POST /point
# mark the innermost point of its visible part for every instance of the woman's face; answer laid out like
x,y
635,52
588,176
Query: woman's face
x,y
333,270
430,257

━━━━━━━━━━━━━━━━━━━━━━━━━━━━━━

* _WHAT YOU HAVE TO DO_:
Return every line of the listing above without any changes.

* _RESULT OF THE TASK_:
POST /point
# mark the innermost point of its visible part for every instance of the woman's face; answer laid out like
x,y
635,52
588,176
Query: woman's face
x,y
333,270
430,257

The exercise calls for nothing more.